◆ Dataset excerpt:
───

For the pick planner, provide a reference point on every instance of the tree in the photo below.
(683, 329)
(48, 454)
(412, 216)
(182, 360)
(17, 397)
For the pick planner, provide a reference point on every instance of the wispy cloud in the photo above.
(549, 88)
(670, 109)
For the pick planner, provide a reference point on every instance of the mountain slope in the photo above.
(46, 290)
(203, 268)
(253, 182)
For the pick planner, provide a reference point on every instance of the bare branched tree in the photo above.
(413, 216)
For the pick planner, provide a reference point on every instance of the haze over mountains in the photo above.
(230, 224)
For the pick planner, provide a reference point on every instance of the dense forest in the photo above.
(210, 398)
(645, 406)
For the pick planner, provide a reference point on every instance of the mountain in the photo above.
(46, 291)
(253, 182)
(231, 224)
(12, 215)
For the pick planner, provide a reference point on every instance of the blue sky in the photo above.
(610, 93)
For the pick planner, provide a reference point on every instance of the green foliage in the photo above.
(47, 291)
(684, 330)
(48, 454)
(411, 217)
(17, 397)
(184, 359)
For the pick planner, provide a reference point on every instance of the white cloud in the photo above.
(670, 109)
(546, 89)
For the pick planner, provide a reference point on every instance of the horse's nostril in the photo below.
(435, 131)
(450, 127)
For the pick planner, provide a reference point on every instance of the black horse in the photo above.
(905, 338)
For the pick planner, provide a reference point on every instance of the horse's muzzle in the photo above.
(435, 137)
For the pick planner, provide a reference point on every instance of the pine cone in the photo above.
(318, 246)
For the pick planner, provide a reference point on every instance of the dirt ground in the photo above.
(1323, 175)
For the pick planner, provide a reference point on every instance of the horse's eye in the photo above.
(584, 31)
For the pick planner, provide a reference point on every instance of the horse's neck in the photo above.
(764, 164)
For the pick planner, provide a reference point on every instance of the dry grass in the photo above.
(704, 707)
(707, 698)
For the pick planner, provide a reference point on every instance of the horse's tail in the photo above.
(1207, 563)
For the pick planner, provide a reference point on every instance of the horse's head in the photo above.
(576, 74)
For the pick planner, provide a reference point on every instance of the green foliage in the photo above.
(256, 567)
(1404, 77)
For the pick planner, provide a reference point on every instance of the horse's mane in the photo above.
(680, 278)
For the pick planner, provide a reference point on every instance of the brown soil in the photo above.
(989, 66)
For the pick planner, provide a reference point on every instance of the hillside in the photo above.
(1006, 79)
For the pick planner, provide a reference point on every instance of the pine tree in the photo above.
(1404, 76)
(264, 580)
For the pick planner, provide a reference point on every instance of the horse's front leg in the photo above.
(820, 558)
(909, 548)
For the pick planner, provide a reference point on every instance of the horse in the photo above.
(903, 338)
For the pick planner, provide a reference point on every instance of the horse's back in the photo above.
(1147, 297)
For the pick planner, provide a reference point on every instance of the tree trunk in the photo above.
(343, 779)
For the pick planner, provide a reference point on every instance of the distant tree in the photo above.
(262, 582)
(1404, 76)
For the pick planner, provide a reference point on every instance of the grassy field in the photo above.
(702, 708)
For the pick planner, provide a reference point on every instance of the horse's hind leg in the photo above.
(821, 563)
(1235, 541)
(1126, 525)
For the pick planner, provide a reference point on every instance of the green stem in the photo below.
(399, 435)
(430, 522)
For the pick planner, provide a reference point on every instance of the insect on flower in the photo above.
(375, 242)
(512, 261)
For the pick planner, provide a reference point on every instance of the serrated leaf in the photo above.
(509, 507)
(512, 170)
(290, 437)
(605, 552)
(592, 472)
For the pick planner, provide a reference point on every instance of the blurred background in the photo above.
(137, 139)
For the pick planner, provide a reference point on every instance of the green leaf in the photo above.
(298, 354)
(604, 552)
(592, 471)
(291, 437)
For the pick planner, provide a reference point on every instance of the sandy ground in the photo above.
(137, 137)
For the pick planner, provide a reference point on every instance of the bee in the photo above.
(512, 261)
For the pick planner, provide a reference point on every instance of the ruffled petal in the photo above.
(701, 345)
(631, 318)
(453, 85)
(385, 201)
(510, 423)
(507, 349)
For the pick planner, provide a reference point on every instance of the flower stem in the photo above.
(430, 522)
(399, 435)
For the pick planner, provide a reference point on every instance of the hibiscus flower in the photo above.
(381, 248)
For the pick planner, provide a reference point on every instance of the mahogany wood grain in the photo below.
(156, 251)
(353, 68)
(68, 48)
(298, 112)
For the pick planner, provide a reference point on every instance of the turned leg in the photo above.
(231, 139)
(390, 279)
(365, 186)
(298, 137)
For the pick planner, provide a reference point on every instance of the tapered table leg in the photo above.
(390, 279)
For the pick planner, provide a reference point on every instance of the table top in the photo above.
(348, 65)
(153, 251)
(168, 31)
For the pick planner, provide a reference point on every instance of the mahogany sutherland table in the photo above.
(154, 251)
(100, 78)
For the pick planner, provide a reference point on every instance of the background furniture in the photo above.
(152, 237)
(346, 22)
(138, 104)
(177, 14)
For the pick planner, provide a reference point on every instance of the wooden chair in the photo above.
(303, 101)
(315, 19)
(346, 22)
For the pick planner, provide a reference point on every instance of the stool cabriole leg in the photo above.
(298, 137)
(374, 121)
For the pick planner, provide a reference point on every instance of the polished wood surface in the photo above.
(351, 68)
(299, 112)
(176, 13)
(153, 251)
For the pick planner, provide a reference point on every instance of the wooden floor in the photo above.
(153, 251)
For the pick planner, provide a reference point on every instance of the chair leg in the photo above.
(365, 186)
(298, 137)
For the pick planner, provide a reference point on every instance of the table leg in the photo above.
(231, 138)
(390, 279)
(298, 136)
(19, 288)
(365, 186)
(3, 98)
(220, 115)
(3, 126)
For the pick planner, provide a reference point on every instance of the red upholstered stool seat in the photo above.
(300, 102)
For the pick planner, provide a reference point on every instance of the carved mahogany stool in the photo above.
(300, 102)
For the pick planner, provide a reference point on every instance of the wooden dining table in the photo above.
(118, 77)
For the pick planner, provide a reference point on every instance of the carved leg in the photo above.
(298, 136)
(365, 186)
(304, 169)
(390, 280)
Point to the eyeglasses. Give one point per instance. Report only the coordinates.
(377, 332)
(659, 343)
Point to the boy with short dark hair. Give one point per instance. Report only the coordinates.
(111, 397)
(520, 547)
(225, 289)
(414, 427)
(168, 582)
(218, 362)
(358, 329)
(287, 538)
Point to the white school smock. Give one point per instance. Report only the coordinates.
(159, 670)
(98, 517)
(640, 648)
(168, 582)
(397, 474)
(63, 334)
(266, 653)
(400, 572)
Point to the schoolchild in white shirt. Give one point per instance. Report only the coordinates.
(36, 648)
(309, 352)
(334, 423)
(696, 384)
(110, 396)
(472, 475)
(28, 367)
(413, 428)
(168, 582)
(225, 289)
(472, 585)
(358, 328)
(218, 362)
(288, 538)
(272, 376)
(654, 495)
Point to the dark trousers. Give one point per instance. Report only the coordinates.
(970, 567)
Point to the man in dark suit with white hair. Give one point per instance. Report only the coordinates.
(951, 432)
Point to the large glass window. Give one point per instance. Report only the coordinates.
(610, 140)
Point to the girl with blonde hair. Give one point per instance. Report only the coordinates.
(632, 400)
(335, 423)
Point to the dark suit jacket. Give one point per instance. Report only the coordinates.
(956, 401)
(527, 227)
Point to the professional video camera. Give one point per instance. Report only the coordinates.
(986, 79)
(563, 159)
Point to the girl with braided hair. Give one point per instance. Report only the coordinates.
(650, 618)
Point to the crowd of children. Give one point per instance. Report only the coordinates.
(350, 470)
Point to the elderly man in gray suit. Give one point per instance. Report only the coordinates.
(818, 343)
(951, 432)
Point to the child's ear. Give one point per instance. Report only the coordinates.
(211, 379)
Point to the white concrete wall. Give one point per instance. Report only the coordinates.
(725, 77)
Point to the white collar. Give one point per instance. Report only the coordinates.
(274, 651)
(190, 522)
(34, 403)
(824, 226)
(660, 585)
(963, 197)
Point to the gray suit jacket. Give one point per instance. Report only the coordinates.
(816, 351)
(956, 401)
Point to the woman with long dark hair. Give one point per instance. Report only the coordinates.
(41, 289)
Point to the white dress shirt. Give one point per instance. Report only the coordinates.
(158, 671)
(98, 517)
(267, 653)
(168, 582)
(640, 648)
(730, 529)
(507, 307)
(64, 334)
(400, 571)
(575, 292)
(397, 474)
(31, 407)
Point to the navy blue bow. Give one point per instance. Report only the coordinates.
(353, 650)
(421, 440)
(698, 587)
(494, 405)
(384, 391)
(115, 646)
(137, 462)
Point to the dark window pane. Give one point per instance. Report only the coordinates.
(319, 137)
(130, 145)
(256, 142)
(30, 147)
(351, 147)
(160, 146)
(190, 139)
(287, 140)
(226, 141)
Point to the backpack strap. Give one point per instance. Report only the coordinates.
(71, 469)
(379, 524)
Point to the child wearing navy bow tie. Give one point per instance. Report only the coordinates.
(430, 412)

───

◆ Problem requirements: Reproduce verbatim the lines of the dataset excerpt that begin with the line containing "Point to the white dress" and continue through the end of the entries, including both the first and last lines.

◆ Response to this task:
Point to the white dress shirt. Give one point per instance. Report only the coordinates.
(158, 671)
(98, 517)
(267, 653)
(168, 582)
(640, 648)
(730, 529)
(507, 307)
(64, 334)
(400, 571)
(575, 292)
(397, 474)
(31, 407)
Point to the navy blue bow. Give one point per instance. Report only the coordinates.
(353, 650)
(421, 440)
(698, 587)
(494, 405)
(384, 391)
(115, 646)
(137, 462)
Point to the dark window pane. Give one point per instance. Report only the coordinates.
(319, 137)
(130, 145)
(256, 142)
(30, 147)
(351, 147)
(160, 146)
(190, 139)
(287, 140)
(226, 141)
Point to the backpack strap. Give one point per instance. Report only the coordinates.
(71, 469)
(379, 524)
Point to the child wearing navy bow tie. Give one point per instance. Report only the coordinates.
(430, 412)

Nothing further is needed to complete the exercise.